● TEXT EXCERPT
+ + +

And for one nurse practitioner at Batavia’s United Memorial Medical Center, it’s been a lesson worth remembering from this past year of all things COVID-19.

“I didn’t expect to lose so many people in a year. The wins are great; it’s so awesome to take a breathing tube out and hear them saying good morning to you,” Marie Campbell said during an interview with The Batavian.

“I was hoping for more wins than losses … it’s one hour, one day, one minute at a time.”

Campbell, originally from Connecticut and a current resident of Akron, first joined the Air  Force on her way to a medical career path. It was while stationed In Texas that she met her future husband Bill. They moved to his hometown of Akron and had three boys, James, now 7, Alexander, 4, and 18-month-old Malcolm. Mrs. Campbell wanted to find a job that was “exciting and interesting,” she said, and opted to attend D’Youville College and University at Buffalo, eventually completing her Doctor of Nursing Practice.

Once done with the educational portion of learning, Mrs. Campbell landed a job in the neurological Intensive Care Unit at Buffalo General, and then in the ICU at UMMC a year ago Nov. 30. To bump up the stress another notch, she was pregnant during those first tenuous months of the pandemic, giving birth to Malcolm in May 2020.

Mrs. Campbell was shielded from COVID-19 patients initially, she said, until after she gave birth. When she first came onto the ICU floor, it was a safety protocol all the way, she said: Here’s your N95 mask, gloves, gown, and special headgear. 

“It’s scary,” Mrs. Campbell said. “I’m changing my clothes in the garage and I don’t go into the house … it’s really tough when three kids want to tell me about their day.”

She has emphasized that they’re not to touch her until she has changed and cleansed thoroughly. It has become a habit for them to ask “can I touch you?” and the cautious mom has had to say “no” all too often, she said.

As a nurse practitioner, she deals a lot with the families of patients, explaining what’s going on and what the medical treatment plan entails. Patients with COVID-19 could not have visitors whereas those with illnesses other than the virus could. 

“Most of the interactions with families were on the phone,” she said. “COVID patients don’t get visitors unless they’re end of life. I’ve lost track of all the patients we’ve lost over the last year; I’ve stopped counting.”

One of the most difficult talks she has with patients is that they need a breathing tube and be intubated. “That terrifies people,” she said, “and family members are terrified.”

“In people’s mind, if you put a person on a breathing tube, they won’t survive,” she said.

Although that’s not true, it’s what many people have come to believe about having that tube down their throat, she said. Those with COVID-19 are more often than not unvaccinated and in their 50s and 60s, she said. Their reasons for not getting the shot vary, from their belief it is not safe and decisions to wait awhile longer to see more results, to not thinking the virus is a real threat, she said.

“Being vaccinated makes a difference; it does not mean you’re 100 percent safe, but it does make a huge difference in going into the ICU,” she said. “A large percentage of those not vaccinated … end up getting really sick.”

Her job also includes performing intubations, putting in central lines (which are larger IVs), and reviewing patient charts and lab results. The challenges of a pandemic and constant loss of life have been outweighed by the less intrusive rewards.

+ + +

● INPUT DATA
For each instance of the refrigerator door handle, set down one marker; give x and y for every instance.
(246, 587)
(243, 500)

+ + +

● YOUR TASKS
(1) Based on the nurse practitioner article, is each of these statements true? Answer yes or no for each, and quote the words from the article that decide it. (a) Campbell gave birth to Malcolm in May 2020. (b) Campbell met her future husband while she was stationed in Connecticut. (c) COVID-19 patients could have visitors at any time.
(2) Rewrite the passage of the nurse practitioner article starting with "Campbell, originally from" and going on through "of Nursing Practice.", with "three boys" swapped for "three sons".
(3) According to the nurse practitioner article, where did Campbell work before she joined the ICU at UMMC?

● SET OF ANSWERS
(1)
(a) Yes: "giving birth to Malcolm in May 2020."
(b) No: "It was while stationed In Texas that she met her future husband Bill."
(c) No: "COVID patients don’t get visitors unless they’re end of life."

(2)
Campbell, originally from Connecticut and a current resident of Akron, first joined the Air  Force on her way to a medical career path. It was while stationed In Texas that she met her future husband Bill. They moved to his hometown of Akron and had three sons, James, now 7, Alexander, 4, and 18-month-old Malcolm. Mrs. Campbell wanted to find a job that was “exciting and interesting,” she said, and opted to attend D’Youville College and University at Buffalo, eventually completing her Doctor of Nursing Practice.

(3) She worked in the neurological Intensive Care Unit at Buffalo General.